— WHAT YOU NEED TO DO —
An exact, complete copy of the entries that follow is needed.

— TASK INPUTS —
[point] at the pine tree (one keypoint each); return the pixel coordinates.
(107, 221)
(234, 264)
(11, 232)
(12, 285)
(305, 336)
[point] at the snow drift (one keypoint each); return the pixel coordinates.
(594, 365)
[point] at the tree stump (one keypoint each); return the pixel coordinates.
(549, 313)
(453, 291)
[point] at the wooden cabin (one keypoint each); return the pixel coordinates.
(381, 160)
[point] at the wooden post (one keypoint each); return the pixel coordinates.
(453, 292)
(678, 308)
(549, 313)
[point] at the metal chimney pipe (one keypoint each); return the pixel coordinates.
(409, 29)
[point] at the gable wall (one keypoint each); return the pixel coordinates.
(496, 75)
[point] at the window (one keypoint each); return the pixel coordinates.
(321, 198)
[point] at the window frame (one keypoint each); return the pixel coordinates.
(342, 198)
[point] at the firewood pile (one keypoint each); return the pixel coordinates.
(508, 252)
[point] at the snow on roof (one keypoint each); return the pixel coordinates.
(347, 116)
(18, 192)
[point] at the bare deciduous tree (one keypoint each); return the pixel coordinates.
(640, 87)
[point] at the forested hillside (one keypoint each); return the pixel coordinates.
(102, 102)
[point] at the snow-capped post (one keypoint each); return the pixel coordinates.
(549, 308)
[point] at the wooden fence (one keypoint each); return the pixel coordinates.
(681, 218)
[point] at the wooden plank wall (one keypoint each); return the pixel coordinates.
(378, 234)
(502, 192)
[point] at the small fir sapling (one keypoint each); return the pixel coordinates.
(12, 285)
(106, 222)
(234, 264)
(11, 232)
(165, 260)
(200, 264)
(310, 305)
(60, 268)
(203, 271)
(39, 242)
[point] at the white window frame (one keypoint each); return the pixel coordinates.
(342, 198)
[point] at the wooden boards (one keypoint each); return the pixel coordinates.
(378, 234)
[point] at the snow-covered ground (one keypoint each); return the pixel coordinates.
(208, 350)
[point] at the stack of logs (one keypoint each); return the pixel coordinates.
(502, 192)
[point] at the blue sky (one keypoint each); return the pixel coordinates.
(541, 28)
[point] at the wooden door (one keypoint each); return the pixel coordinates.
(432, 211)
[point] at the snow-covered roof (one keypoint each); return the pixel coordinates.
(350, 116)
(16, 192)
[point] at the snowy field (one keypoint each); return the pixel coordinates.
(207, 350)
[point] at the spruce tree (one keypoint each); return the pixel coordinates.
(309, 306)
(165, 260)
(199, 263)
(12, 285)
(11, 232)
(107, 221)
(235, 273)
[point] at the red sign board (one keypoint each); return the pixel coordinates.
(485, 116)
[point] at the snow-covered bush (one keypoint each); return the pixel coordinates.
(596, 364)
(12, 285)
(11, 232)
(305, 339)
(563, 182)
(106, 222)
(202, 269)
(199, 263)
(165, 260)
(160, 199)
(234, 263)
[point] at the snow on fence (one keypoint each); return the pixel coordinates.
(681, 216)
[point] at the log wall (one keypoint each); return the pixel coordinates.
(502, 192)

— TASK ANSWER —
[point] at the pine tree (one keypoint each); return the pixel coordinates.
(107, 221)
(234, 264)
(11, 232)
(12, 285)
(305, 336)
[point] at the snow drift (one keypoint each); return the pixel coordinates.
(594, 365)
[point] at the tree stump (one keypoint each); return the pixel coordinates.
(549, 313)
(453, 291)
[point] at the wooden cabin (one keypoint each); return the pixel coordinates.
(381, 160)
[point] at the wooden post (one keypoint each); return the pixel coordinates.
(453, 292)
(678, 308)
(549, 313)
[point] at the metal chimney pipe (one keypoint each); return the pixel coordinates.
(409, 29)
[point] at the gable wall (one keypoint each); return the pixel coordinates.
(496, 75)
[point] at the window (one keypoint each); return the pixel coordinates.
(321, 198)
[point] at the window frame (one keypoint each); return the pixel coordinates.
(342, 198)
[point] at the firewood pile (one keypoint each); return the pixel coordinates.
(508, 252)
[point] at the snow on roof (one keypoint each); return the pixel coordinates.
(347, 116)
(18, 192)
[point] at the bare deciduous tree (one keypoint each); return the pixel coordinates.
(640, 87)
[point] at the forested hillside (one keypoint each); return the pixel coordinates.
(102, 102)
[point] at the snow-capped post (one keypoint each); return the pixel coordinates.
(549, 308)
[point] at the wooden fence (one keypoint each); return the pixel coordinates.
(681, 218)
[point] at the wooden plank wall (one keypoint each); return the pixel coordinates.
(378, 234)
(502, 192)
[point] at the small fir sapling (one keypoint each); return the pixel coordinates.
(12, 285)
(106, 222)
(234, 264)
(11, 232)
(165, 260)
(200, 264)
(310, 305)
(60, 268)
(203, 271)
(39, 242)
[point] at the white window frame (one keypoint each); return the pixel coordinates.
(342, 198)
[point] at the wooden boards (one keypoint each); return the pixel coordinates.
(378, 234)
[point] at the snow-covered ground (one keypoint each); return the pixel coordinates.
(208, 350)
[point] at the stack of logs (one keypoint each); return the pixel coordinates.
(502, 192)
[point] at the blue sky (one keypoint each); return the pixel coordinates.
(541, 28)
[point] at the wooden door (one keypoint each); return the pixel coordinates.
(432, 211)
[point] at the snow-covered roof (one keypoint each); return the pixel coordinates.
(350, 116)
(16, 192)
[point] at the snowy field (one keypoint each); return the pixel coordinates.
(207, 350)
[point] at the spruce tree (one keypoint each); return the pixel coordinates.
(309, 306)
(165, 260)
(199, 263)
(12, 285)
(11, 232)
(107, 221)
(235, 273)
[point] at the red sign board (one keypoint each); return the pixel coordinates.
(485, 116)
[point] at the snow-covered bush (one keypoint each); return the pixel coordinates.
(596, 364)
(12, 285)
(11, 232)
(305, 339)
(563, 182)
(106, 222)
(202, 269)
(199, 263)
(165, 260)
(160, 199)
(234, 263)
[point] at the snow on fence (one keypoint each); return the pixel coordinates.
(681, 216)
[point] at the log wall (one keypoint each); return the pixel coordinates.
(502, 192)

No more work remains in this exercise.